> _Data entries_
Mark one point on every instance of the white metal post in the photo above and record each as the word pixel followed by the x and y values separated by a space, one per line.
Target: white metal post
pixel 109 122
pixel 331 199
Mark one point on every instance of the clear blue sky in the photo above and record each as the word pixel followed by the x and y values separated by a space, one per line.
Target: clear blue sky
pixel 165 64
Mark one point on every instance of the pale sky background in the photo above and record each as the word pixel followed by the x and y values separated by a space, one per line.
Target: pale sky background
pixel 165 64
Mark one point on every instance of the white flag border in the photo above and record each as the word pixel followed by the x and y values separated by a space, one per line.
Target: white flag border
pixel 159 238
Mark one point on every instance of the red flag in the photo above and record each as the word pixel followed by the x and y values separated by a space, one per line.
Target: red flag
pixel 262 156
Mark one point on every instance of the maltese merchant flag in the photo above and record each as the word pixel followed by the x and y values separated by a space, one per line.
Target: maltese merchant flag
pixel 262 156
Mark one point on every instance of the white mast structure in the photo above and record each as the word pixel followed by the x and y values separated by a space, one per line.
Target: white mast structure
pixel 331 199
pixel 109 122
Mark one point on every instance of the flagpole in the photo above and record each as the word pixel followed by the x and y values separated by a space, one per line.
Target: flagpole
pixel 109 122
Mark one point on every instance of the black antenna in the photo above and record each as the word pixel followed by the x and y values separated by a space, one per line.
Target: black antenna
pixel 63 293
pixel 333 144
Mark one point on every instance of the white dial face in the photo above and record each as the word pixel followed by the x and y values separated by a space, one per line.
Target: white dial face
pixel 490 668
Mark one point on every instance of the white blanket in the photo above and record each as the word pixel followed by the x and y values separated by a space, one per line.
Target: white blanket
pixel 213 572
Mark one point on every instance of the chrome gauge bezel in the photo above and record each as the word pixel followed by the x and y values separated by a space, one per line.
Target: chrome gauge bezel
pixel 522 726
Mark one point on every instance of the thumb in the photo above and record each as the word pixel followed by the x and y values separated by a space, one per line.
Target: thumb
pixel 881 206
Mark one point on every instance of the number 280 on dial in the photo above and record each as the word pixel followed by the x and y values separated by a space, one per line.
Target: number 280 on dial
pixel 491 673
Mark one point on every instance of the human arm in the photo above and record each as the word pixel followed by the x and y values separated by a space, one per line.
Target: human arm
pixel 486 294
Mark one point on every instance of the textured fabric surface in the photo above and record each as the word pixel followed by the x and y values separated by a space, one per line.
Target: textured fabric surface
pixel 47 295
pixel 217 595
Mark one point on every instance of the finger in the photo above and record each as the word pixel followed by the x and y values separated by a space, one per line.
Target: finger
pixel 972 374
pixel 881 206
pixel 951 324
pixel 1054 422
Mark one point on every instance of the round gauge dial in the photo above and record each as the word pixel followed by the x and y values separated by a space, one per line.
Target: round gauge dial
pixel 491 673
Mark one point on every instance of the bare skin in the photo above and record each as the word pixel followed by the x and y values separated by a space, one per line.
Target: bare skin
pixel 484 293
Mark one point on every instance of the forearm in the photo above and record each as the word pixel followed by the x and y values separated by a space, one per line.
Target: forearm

> _Task_
Copy out all of the records above word for word, keeping every line as it is.

> _Answer in full_
Mark one point on every instance of the white metal post in the photo above and record each as the word pixel followed by the x and y values separated by a space, one per line.
Target: white metal post
pixel 109 122
pixel 331 199
Mark one point on every instance of the clear blue sky in the photo above and record each as the word pixel followed by the x and y values separated by a space, one per line.
Target: clear blue sky
pixel 165 64
Mark one point on every instance of the pale sky background in the photo above and record each as the word pixel followed by the x and y values separated by a space, one per line.
Target: pale sky background
pixel 165 64
Mark one point on every instance of the white flag border in the photo above and record each as the word pixel followed by the x and y values separated by a space, one per line.
Target: white flag border
pixel 159 238
Mark one point on every instance of the red flag in the photo above and record each as the word pixel followed by the x and y values separated by a space, one per line.
Target: red flag
pixel 262 156
Mark one point on every instance of the maltese merchant flag in the photo above and record each as the word pixel followed by the x and y values separated by a space, one per line.
Target: maltese merchant flag
pixel 262 156
Mark one point on every instance of the white mast structure in the photo above and record each as the word pixel followed by the x and y values separated by a space, one per line.
Target: white mast structure
pixel 331 199
pixel 109 122
Mark one point on every instance of the flagpole in the photo above and record each as the word pixel followed by the x and y values separated by a space, one per line.
Target: flagpole
pixel 109 122
Mark one point on every instance of the black antenna in the photo above and record each as the word pixel followed by the x and y values separated by a space, one per line.
Target: black antenna
pixel 63 293
pixel 333 144
Mark one point on every instance of the white dial face in the photo above and record each as the word pixel followed by the x and y values separated by a space, one per line.
Target: white dial face
pixel 490 668
Mark one point on every instance of the white blanket in the photo above and record each as the word pixel followed by the x and y values separated by a space, one per line.
Target: white blanket
pixel 213 572
Mark one point on every instance of the chrome gauge bezel in the photo above and record each as the word pixel followed by the x and y values separated by a space, one per line.
Target: chrome gauge bezel
pixel 522 726
Mark one point on every instance of the thumb in the photo above and record each as the word pixel followed by the x and y values separated by a space, one per line.
Target: thumb
pixel 881 206
Mark one point on every instance of the number 280 on dial in the photo above and record each as the word pixel followed by the x and y values separated by a space, one per line.
Target: number 280 on dial
pixel 491 673
Mark one point on every instance of the human arm in the photo above and record each as the word pixel followed by the x and y values separated by a space, one per line.
Target: human arm
pixel 486 294
Mark one point on every instance of the textured fabric surface in the photo above and record each as the word pixel followed by the x and y values separated by a space, one per line.
Target: textured fabric surface
pixel 47 295
pixel 217 595
Mark one point on every instance of the finger in the photo above and record each as the word pixel followed by the x and y values separated by a space, one per line.
Target: finger
pixel 972 374
pixel 881 206
pixel 951 324
pixel 1054 422
Mark one point on every instance of the round gauge dial in the photo above and record each as the word pixel followed by the x and y values separated by a space, one per line.
Target: round gauge dial
pixel 491 673
Mark one point on every instance of the bare skin in the photo above and record each as the word pixel followed by the x and y values separated by a space, one per line.
Target: bare skin
pixel 484 293
Mark one point on every instance of the forearm in the photo above and record each as the word pixel followed by the x and y values separated by a space, one per line.
Target: forearm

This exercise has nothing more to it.